* SECÇÃO DO TEXTO:
Sumário — Acórdão do Tribunal de Justiça (Primeira Secção) de 19 de junho de 2014

1.        Livre circulação de pessoas — Trabalhadores — Conceito — Mulher que deixou de trabalhar devido aos constrangimentos das últimas fases da gravidez e na sequência do parto — Manutenção da qualidade de trabalhador — Requisito — Regresso ao trabalho num prazo razoável — Verificação pelo órgão jurisdicional nacional

[Artigo 45.° TFUE; Diretiva 2004/38 do Parlamento Europeu e do Conselho, artigos 7.°, n.° 1 e 3, alínea a), e 16.°, n.° 3]

2.        Cidadania da União — Direito de livre circulação e de livre permanência no território dos Estados‑Membros — Diretiva 2004/38 — Pessoa que sofre de uma incapacidade temporária de trabalho resultante de uma doença — Conceito — Mulher que deixou de trabalhar devido aos constrangimentos das últimas fases da gravidez e na sequência do parto — Exclusão — Possibilidade de continuar a beneficiar do estatuto de trabalhador

[Diretiva 2004/38 do Parlamento Europeu e do Conselho, artigo 7.°, n.° 3, alínea a)]

1.        O artigo 45.° TFUE deve ser interpretado no sentido de que uma mulher, que deixa de trabalhar ou de procurar emprego em razão dos constrangimentos físicos ligados às últimas fases da gravidez e na sequência do parto, mantém a qualidade de «trabalhador», na aceção desse artigo, na condição de retomar o trabalho ou encontrar outro emprego num período de tempo razoável após o nascimento do filho.

Todavia, não resulta do artigo 7.° da referida diretiva, globalmente considerado, nem de outras disposições da mesma diretiva que, nessas circunstâncias, um cidadão da União que não preencha os requisitos previstos no referido artigo seja, por esse motivo, sistematicamente privado do estatuto de «trabalhador», na aceção do artigo 45.° TFUE.

Com efeito, a codificação, pretendida pela referida diretiva, dos instrumentos do direito da União anteriores à mesma, que visa expressamente facilitar o exercício do direito dos cidadãos da União circularem e residirem livremente no território dos Estados‑Membros, não pode, por si só, limitar o alcance do conceito de trabalhador na aceção do Tratado FUE.

Para determinar se o período que decorreu entre o parto e a retoma do trabalho pode ser considerado razoável, incumbe ao órgão jurisdicional nacional em causa ter em conta o conjunto das circunstâncias específicas do processo principal e das regras nacionais aplicáveis que regem a duração da licença de maternidade, em conformidade com o artigo 8.° da Diretiva 92/85, relativa à implementação de medidas destinadas a promover a melhoria da segurança e da saúde das trabalhadoras grávidas, puérperas ou lactantes no trabalho.

[Dados de expressões referenciais]

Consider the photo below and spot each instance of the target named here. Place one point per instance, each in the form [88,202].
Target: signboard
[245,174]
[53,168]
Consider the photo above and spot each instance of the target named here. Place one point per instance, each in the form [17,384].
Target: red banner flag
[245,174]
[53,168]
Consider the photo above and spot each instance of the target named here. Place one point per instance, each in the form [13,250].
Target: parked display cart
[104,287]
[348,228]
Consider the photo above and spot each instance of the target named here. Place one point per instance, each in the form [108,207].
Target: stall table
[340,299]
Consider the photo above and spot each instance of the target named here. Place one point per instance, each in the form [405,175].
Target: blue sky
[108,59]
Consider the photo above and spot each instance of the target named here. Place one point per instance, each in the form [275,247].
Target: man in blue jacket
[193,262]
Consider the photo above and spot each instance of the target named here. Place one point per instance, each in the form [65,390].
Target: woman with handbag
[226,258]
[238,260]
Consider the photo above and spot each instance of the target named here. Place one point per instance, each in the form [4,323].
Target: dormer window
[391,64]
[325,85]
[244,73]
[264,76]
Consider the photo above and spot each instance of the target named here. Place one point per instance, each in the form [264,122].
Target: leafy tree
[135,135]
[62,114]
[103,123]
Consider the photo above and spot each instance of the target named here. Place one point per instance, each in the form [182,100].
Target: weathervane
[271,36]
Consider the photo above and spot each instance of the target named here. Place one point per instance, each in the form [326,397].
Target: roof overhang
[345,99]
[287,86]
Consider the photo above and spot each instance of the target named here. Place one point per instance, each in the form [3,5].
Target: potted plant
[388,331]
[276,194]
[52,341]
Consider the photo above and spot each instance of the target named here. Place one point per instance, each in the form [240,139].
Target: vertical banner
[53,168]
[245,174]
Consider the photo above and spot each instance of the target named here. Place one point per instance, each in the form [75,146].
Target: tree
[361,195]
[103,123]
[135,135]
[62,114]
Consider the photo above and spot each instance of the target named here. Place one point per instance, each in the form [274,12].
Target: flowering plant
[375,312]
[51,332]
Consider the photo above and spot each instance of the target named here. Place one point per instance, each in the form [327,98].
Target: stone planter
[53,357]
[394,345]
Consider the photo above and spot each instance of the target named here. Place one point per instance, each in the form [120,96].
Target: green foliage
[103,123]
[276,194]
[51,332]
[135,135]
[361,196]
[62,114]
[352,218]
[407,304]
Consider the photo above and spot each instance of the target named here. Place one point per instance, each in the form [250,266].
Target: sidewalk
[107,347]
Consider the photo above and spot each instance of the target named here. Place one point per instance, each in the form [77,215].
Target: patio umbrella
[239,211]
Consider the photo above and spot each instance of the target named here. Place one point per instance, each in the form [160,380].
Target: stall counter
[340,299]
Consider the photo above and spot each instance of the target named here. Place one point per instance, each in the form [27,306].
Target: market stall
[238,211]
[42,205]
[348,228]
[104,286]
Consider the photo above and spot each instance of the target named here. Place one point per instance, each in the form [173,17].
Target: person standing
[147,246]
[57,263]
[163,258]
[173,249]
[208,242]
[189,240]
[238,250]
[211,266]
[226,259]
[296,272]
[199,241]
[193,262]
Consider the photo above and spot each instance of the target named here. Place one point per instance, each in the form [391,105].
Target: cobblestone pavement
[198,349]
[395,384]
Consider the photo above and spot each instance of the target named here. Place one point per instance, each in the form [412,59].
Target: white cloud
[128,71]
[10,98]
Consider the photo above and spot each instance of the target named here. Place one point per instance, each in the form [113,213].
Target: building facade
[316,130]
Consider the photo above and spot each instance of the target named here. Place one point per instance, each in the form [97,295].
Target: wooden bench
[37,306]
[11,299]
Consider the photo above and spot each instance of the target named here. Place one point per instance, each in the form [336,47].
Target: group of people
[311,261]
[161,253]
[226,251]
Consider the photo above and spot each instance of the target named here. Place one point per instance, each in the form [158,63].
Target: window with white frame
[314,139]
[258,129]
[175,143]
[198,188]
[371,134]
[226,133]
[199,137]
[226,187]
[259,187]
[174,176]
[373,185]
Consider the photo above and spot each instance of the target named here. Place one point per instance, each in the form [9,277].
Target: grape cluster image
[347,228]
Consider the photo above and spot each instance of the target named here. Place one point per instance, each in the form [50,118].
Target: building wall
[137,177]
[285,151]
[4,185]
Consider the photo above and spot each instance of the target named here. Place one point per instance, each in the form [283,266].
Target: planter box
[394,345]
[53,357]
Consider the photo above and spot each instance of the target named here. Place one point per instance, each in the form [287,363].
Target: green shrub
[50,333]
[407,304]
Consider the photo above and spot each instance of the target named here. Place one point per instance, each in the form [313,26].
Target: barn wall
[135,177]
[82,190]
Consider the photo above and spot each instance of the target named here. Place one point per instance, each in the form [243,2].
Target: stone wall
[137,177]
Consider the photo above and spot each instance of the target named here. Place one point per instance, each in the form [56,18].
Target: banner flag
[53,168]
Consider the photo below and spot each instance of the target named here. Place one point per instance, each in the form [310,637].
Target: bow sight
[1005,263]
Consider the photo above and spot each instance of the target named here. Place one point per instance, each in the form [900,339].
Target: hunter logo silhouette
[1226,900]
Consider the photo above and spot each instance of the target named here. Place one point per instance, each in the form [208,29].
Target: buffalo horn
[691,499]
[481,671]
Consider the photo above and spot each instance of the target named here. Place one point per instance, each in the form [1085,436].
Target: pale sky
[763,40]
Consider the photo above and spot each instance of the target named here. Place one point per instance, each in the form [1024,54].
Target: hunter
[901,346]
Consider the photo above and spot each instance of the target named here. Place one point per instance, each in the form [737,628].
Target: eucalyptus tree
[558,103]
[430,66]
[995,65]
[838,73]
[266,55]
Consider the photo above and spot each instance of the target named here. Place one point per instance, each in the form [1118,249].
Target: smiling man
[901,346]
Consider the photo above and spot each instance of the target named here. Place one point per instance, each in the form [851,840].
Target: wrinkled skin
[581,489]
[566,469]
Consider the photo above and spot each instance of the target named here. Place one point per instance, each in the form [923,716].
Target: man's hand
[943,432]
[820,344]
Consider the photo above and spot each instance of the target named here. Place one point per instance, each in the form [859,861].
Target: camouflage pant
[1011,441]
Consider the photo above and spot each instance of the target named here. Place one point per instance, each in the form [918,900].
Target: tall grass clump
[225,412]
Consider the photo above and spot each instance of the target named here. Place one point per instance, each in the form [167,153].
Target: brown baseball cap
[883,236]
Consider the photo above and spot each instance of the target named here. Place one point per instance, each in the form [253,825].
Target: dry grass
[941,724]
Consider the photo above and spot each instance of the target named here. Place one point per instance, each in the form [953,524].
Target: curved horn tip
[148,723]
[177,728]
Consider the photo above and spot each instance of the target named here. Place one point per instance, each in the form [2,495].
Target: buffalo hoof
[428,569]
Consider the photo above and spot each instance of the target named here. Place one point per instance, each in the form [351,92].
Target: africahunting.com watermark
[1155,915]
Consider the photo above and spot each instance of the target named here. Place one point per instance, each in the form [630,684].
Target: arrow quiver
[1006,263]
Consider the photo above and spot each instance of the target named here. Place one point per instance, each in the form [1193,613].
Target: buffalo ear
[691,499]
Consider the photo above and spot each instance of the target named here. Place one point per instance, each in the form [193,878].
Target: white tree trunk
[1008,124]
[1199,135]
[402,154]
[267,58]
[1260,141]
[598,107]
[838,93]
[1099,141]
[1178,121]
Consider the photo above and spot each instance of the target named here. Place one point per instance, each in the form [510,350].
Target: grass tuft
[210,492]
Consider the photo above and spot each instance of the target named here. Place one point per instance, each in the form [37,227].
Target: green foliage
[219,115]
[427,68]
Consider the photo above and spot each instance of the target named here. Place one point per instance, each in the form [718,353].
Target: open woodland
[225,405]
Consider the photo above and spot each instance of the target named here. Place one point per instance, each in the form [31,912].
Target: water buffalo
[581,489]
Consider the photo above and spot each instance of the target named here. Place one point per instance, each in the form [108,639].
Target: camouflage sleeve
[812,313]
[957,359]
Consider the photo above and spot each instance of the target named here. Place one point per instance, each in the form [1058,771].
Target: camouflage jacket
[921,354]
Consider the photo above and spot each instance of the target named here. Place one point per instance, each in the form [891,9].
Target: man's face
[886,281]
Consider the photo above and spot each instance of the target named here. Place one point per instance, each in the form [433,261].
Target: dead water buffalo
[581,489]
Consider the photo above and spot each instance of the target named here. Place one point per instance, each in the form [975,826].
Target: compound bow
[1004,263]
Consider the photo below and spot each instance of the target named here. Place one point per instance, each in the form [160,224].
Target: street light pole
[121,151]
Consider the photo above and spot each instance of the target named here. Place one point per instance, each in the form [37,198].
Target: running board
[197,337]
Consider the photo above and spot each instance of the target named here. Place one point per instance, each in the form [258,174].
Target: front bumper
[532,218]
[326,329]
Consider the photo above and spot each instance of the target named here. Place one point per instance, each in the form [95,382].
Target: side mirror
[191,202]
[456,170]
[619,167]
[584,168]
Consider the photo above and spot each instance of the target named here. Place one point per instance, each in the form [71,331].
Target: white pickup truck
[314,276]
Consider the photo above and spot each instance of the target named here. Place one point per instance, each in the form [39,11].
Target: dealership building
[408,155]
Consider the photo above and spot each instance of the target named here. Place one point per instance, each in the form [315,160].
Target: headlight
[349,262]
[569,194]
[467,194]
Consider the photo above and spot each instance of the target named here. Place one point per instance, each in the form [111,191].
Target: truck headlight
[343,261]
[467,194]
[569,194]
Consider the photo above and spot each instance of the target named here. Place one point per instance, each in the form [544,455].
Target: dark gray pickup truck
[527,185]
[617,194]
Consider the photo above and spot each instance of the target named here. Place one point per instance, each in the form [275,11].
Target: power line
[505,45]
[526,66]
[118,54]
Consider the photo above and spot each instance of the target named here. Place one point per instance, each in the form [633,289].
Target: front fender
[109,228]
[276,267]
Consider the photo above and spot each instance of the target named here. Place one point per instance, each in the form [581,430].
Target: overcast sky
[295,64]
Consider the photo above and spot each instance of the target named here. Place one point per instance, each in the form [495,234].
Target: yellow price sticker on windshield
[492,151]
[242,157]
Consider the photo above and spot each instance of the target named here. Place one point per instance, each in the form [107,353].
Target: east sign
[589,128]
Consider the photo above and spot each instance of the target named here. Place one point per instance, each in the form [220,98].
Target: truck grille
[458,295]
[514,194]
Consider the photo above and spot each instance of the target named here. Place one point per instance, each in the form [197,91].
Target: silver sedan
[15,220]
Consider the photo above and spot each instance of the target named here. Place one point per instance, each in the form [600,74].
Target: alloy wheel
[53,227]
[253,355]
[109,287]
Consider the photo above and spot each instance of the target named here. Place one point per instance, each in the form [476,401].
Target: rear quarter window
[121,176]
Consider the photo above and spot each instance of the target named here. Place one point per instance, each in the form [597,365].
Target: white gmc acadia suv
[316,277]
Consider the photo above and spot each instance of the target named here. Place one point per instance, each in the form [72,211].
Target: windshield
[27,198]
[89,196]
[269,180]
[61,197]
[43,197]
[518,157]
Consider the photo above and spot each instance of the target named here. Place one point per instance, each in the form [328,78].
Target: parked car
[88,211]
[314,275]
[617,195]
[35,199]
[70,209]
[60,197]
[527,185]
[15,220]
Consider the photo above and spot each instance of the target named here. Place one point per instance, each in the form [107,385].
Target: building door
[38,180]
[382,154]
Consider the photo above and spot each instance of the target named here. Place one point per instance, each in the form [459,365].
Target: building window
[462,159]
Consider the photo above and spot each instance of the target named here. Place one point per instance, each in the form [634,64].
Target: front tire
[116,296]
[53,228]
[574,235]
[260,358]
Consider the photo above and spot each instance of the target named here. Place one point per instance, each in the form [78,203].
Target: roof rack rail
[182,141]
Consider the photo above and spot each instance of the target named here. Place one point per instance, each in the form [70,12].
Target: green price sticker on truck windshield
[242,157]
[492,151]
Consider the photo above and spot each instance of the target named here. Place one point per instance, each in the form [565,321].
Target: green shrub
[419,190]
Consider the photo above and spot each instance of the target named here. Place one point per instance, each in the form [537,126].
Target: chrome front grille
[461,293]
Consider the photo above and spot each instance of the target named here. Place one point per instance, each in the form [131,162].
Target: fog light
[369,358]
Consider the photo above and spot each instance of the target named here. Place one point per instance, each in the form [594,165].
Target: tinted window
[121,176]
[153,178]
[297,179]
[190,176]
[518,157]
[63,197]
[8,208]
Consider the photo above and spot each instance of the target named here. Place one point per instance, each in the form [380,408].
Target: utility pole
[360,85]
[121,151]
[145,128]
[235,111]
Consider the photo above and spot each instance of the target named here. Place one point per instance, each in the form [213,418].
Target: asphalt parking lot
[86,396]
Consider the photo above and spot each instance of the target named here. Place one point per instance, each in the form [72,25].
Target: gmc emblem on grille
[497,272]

* INSTRUÇÕES:
a. No sumário do acórdão, sob que condição mantém a mulher que deixa de trabalhar devido à gravidez e ao parto a qualidade de «trabalhador» na aceção do artigo 45.° TFUE?
b. Prossiga o sumário do acórdão a partir da última frase apresentada.

* RESPOSTAS POR TAREFA:
a. Na condição de retomar o trabalho ou encontrar outro emprego num período de tempo razoável após o nascimento do filho.

b.
Com efeito, como alega a Comissão Europeia, uma cidadã da União ficaria dissuadida de exercer a sua liberdade de circulação se, no caso de estar grávida no Estado de acolhimento e deixar o seu emprego por esse motivo, ainda que por um curto período, corresse o risco de perder a qualidade de trabalhador nesse Estado.

Ora, por força da referida proteção, se uma ausência motivada por um acontecimento importante, como a gravidez ou o parto, não afeta a continuidade da residência de cinco anos no Estado‑Membro de acolhimento exigida para a concessão do referido direito, os constrangimentos físicos ligados às últimas fases da gravidez e ao parto, que obrigam uma mulher a deixar temporariamente de trabalhar, não podem, a fortiori, implicar para esta última a perda da qualidade de trabalhador.

(cf. n.os 31, 32, 42, 44, 46, 47 e disp.)

2.        Daqui decorre que uma mulher que se encontre na situação de J. Saint Prix, que deixe temporariamente de trabalhar em razão das últimas fases da gravidez e na sequência do parto, não pode ser qualificada de pessoa que sofre de uma incapacidade temporária de trabalho resultante de uma doença, nos termos do artigo 7.°, n.° 3, alínea a), da Diretiva 2004/38, relativa ao direito de livre circulação e residência dos cidadãos da União e dos membros das suas famílias no território dos Estados‑Membros.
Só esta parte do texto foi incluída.